# [WHAT TO WORK ON]
Set the data down again, exactly as it reads, but without the pictures.
Start of RECORDS FOR THE EXERCISE
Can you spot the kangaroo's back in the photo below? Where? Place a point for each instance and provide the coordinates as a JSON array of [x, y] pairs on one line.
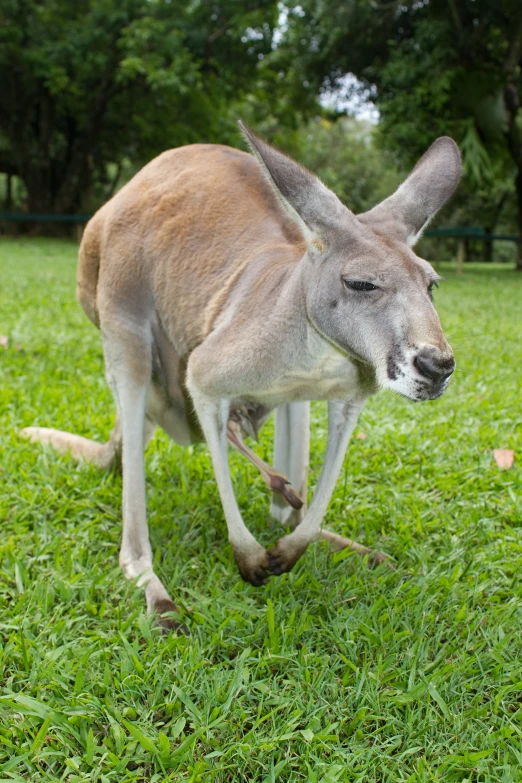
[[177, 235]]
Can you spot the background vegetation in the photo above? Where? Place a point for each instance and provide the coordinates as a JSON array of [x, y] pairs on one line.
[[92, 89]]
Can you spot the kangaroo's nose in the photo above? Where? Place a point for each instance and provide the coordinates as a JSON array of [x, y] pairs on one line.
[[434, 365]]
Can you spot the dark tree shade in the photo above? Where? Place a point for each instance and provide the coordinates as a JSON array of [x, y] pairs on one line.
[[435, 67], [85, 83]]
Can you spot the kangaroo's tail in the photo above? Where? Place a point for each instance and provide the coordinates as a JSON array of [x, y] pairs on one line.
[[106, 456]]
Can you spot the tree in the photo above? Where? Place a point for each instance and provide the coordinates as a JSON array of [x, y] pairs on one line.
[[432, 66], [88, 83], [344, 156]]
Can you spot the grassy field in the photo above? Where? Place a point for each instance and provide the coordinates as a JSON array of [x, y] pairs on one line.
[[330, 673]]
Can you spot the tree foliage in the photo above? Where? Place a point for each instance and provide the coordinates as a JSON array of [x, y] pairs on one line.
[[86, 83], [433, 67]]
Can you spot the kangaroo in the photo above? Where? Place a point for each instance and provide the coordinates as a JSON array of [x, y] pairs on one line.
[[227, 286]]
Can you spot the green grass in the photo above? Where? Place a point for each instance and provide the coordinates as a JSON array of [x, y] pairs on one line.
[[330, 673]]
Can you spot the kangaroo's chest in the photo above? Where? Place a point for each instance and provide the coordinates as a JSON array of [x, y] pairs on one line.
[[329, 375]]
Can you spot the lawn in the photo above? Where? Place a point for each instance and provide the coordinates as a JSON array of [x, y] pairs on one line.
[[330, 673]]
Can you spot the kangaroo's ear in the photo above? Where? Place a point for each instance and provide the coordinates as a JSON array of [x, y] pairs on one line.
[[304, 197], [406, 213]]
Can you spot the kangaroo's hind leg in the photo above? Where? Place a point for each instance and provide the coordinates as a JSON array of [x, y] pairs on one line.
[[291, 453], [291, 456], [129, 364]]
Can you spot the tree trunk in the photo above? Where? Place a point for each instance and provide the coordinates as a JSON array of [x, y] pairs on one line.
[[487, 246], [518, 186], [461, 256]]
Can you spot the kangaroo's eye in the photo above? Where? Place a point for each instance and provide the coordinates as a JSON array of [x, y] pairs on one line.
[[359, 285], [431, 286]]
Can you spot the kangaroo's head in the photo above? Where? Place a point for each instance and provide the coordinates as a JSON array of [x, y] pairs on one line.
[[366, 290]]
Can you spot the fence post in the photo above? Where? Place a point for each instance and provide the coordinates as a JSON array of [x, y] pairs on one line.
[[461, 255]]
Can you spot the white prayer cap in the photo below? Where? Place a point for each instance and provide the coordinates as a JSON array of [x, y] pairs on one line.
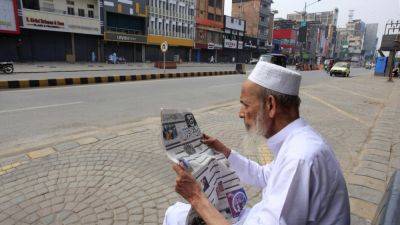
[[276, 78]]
End of RECORDS FOR THE EXERCISE
# [RESPONSE BOX]
Can you spot the kangaroo's back in the photo below? Where? Place a point for each instance and provide the coordinates as a JSON array of [x, y] pairs on one line.
[[177, 235]]
Can you spot the background vegetation in the photo above? Where? Place a point for each instance and provide the coordinates as a JSON array of [x, y] pairs on one line.
[[92, 89]]
Can you spot the kangaroo's nose in the photo above? Where? Place a point for each instance and provide the coordinates as a JSON array of [x, y] pairs on one line.
[[434, 365]]
Can you spot the dark tree shade in the photo above? Where? Place a point for each instance and provide the coordinates as a JSON array of [x, y] pairs on one line.
[[435, 67], [85, 83]]
Can you spot the kangaroo's tail in the photo above? Where? Place a point for each instance and provide the coordinates as a JSON array of [x, y] pairs on one line.
[[106, 456]]
Can you spot the tree in the photo above? Where? Place a point for each instance and provide the coordinates as a JSON array of [x, y] pairs on one line.
[[432, 66], [88, 83], [344, 156]]
Can you spot the grassy field in the photo above? Where? Place a point for each instance and provide the coordinates as a JSON array of [x, y] pairs on one line.
[[330, 673]]
Can you spot the tree foliage in the photo above? Where? Place a point for each instance and provide the coordinates as a JSON array of [x, y] pairs on one line.
[[86, 83], [433, 67]]
Can you spot the kangaroo in the photo above? Where? Place a point for each instance and provide the coordinates as a JSON array of [x, y] pairs on one line.
[[227, 286]]
Can you spot the green grass in the photo above? Where? Place a point for each instance and provide the coordinates as a JSON array of [x, y] pairs on one line.
[[330, 673]]
Can you spot the kangaroo's chest in the photo above? Where? Place a point for each instance and provide the coordinates as a JSON array of [x, y] pairs on one line.
[[329, 375]]
Can you spot the lawn in the photo above? Where? Place a point for each instance and provide the coordinates as a JSON array of [x, y] pairs on one line.
[[330, 673]]
Can you spot the kangaroo's ear in the photo above? Where? Place a point for each instance and provide the coordinates as a JSON array of [x, y] pairs on one line.
[[304, 197], [406, 213]]
Can you spot the kangaroo's hind leg in the photo above? Where? Place a point for each instance and provide the coordinates as a JSON array of [x, y] pairs on one line.
[[291, 453], [291, 456], [129, 364]]
Can you spot the tree trunk in the photo above? Where? Place a point for each instance and provide the coordinates as a JSON array of [x, y] pairs on one line.
[[487, 246], [518, 186], [461, 256]]
Can you spot the kangaroo's eye in the photo above? Where? Place a point for each instance and provide the coordinates as a JSON array of [x, y] pairs on one line.
[[359, 285], [431, 286]]
Can you spot the kangaroo's head in the photo above? Where? Place a point for each instance and provide the coordinates as a JSON array of [x, y] pairs on one line.
[[366, 290]]
Can you spot the fence post in the photo above? Where? Place a point for each instance and provide the coordinates as a JSON array of [x, y] pairs on one line.
[[461, 255]]
Can you spot the white prayer cap in the photo below? Where? Place a point for each instance and provide the coordinates as a JSON array of [x, y] pairs on one line.
[[276, 78]]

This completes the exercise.